EXERCISE GOAL: Please rework the stretch from the line containing "For the benchmark, point to the white round" through the end of the records so that "bathrobe" becomes "robe", leaving everything else unchanged, and return only those lines.

DATASET CONTENT:
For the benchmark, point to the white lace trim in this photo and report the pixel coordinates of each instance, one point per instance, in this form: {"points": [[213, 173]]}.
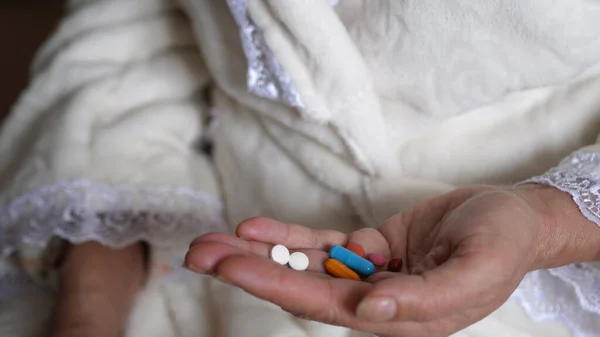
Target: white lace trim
{"points": [[266, 77], [569, 294], [115, 216]]}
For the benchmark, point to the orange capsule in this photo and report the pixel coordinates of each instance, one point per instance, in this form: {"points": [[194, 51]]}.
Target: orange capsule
{"points": [[338, 269], [356, 249]]}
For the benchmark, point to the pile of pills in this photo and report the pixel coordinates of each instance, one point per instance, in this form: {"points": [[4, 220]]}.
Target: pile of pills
{"points": [[344, 262], [350, 262], [297, 260]]}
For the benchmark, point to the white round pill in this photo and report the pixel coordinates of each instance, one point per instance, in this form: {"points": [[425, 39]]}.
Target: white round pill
{"points": [[298, 261], [280, 254]]}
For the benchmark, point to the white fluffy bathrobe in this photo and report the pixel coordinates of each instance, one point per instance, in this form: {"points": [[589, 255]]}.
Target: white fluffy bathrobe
{"points": [[324, 113]]}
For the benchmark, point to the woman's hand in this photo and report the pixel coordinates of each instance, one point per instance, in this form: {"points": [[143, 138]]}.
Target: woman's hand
{"points": [[98, 288], [465, 252]]}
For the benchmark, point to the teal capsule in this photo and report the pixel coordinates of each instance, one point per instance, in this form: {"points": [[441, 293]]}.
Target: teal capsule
{"points": [[349, 259]]}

EXERCISE ANSWER:
For the benchmark, point to the white round pill in this photo and report the pixel coordinates of each instance, one point per instance, in this form: {"points": [[425, 39]]}.
Target: white round pill
{"points": [[298, 261], [280, 254]]}
For the benchmark, point to the white fluffy robe in this photo and report the pixel coordinates of each instance, one point per instance, in this form: {"points": [[589, 255]]}.
Target: white fluffy robe
{"points": [[324, 113]]}
For the benchmark, point to the woman's hand in this photo and report the pixel coordinates of each instance, one point per instance, in this form: {"points": [[143, 138]]}.
Target: woman's hand
{"points": [[98, 288], [465, 252]]}
For the benchmark, point to the teal capsule in this photo and report the pixel coordinates of each instance, one point per instance, in this form: {"points": [[441, 293]]}.
Target: teal capsule
{"points": [[349, 259]]}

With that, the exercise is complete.